### Aus einer Sammlung entnommene Daten:
◆ ◆ ◆ ◆ ◆

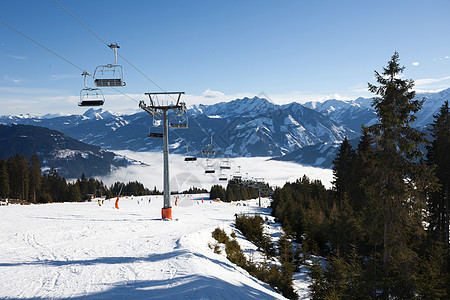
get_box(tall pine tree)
[427,101,450,244]
[366,52,434,299]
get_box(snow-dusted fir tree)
[365,52,434,299]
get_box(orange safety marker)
[161,207,172,220]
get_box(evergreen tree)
[68,183,83,202]
[0,159,10,199]
[333,137,356,201]
[427,101,450,244]
[366,52,434,299]
[29,154,42,202]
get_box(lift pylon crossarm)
[139,92,186,220]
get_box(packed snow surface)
[0,194,307,299]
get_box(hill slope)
[0,124,131,178]
[0,195,308,300]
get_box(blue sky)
[0,0,450,115]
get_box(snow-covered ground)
[99,150,333,191]
[0,195,307,299]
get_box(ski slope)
[0,195,307,299]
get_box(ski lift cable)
[0,20,84,76]
[0,16,139,108]
[53,0,232,154]
[53,0,255,182]
[53,0,169,95]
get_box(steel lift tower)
[139,92,187,220]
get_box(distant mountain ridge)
[0,89,450,168]
[0,124,132,178]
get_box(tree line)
[0,154,161,203]
[272,52,450,299]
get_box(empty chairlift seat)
[78,88,105,106]
[78,71,105,106]
[205,159,216,174]
[94,44,125,87]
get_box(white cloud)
[203,89,225,98]
[99,150,333,191]
[3,54,28,60]
[415,76,450,86]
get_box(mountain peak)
[83,108,115,120]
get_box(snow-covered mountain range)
[0,89,450,167]
[0,124,138,178]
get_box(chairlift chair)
[184,145,197,161]
[219,173,228,181]
[148,116,164,138]
[233,166,242,179]
[205,159,216,174]
[169,113,189,128]
[94,43,125,87]
[78,71,105,106]
[220,157,231,170]
[202,136,216,155]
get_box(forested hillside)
[272,53,450,299]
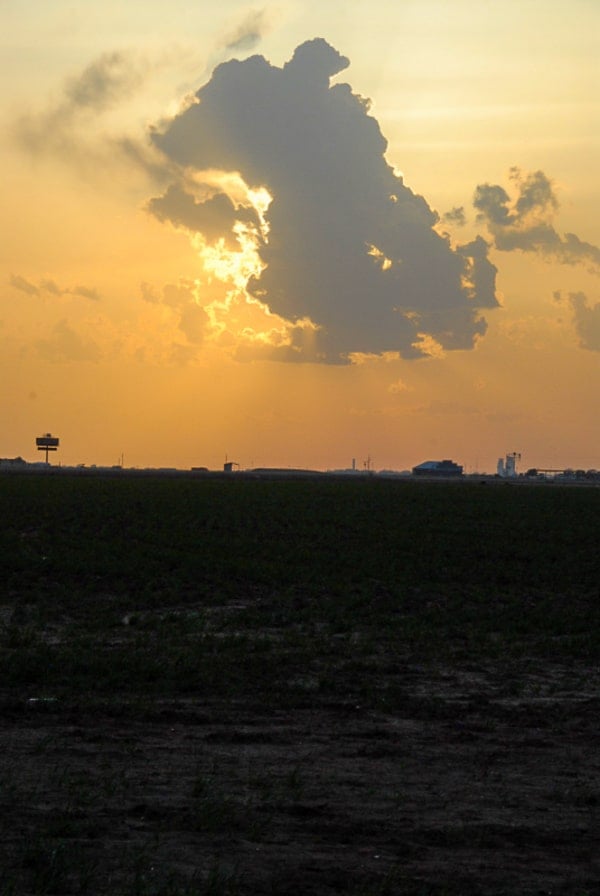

◆ ◆ ◆ ◆ ◆

### Aufgabe:
Stelle alles von der Zeile mit „get_box(snow-dusted fir tree)“ bis zum Ende der Einträge, beide Enden eingeschlossen, als Markdown-Tabelle mit den Spalten „Nr“ für die fortlaufende Nummer und „Zeile“ für die Zeile dar. Lass dabei Leerzeilen und die Bilder weg.

### Ergebnis der Aufgabe:
| Nr | Zeile |
|---|---|
| 1 | get_box(snow-dusted fir tree) |
| 2 | [365,52,434,299] |
| 3 | get_box(orange safety marker) |
| 4 | [161,207,172,220] |
| 5 | get_box(evergreen tree) |
| 6 | [68,183,83,202] |
| 7 | [0,159,10,199] |
| 8 | [333,137,356,201] |
| 9 | [427,101,450,244] |
| 10 | [366,52,434,299] |
| 11 | [29,154,42,202] |
| 12 | get_box(lift pylon crossarm) |
| 13 | [139,92,186,220] |
| 14 | get_box(packed snow surface) |
| 15 | [0,194,307,299] |
| 16 | get_box(hill slope) |
| 17 | [0,124,131,178] |
| 18 | [0,195,308,300] |
| 19 | get_box(blue sky) |
| 20 | [0,0,450,115] |
| 21 | get_box(snow-covered ground) |
| 22 | [99,150,333,191] |
| 23 | [0,195,307,299] |
| 24 | get_box(ski slope) |
| 25 | [0,195,307,299] |
| 26 | get_box(ski lift cable) |
| 27 | [0,20,84,76] |
| 28 | [0,16,139,108] |
| 29 | [53,0,232,154] |
| 30 | [53,0,255,182] |
| 31 | [53,0,169,95] |
| 32 | get_box(steel lift tower) |
| 33 | [139,92,187,220] |
| 34 | get_box(distant mountain ridge) |
| 35 | [0,89,450,168] |
| 36 | [0,124,132,178] |
| 37 | get_box(tree line) |
| 38 | [0,154,161,203] |
| 39 | [272,52,450,299] |
| 40 | get_box(empty chairlift seat) |
| 41 | [78,88,105,106] |
| 42 | [78,71,105,106] |
| 43 | [205,159,216,174] |
| 44 | [94,44,125,87] |
| 45 | get_box(white cloud) |
| 46 | [203,89,225,98] |
| 47 | [99,150,333,191] |
| 48 | [3,54,28,60] |
| 49 | [415,76,450,86] |
| 50 | get_box(mountain peak) |
| 51 | [83,108,115,120] |
| 52 | get_box(snow-covered mountain range) |
| 53 | [0,89,450,167] |
| 54 | [0,124,138,178] |
| 55 | get_box(chairlift chair) |
| 56 | [184,145,197,161] |
| 57 | [219,173,228,181] |
| 58 | [148,116,164,138] |
| 59 | [233,166,242,179] |
| 60 | [205,159,216,174] |
| 61 | [169,113,189,128] |
| 62 | [94,43,125,87] |
| 63 | [78,71,105,106] |
| 64 | [220,157,231,170] |
| 65 | [202,136,216,155] |
| 66 | get_box(forested hillside) |
| 67 | [272,53,450,299] |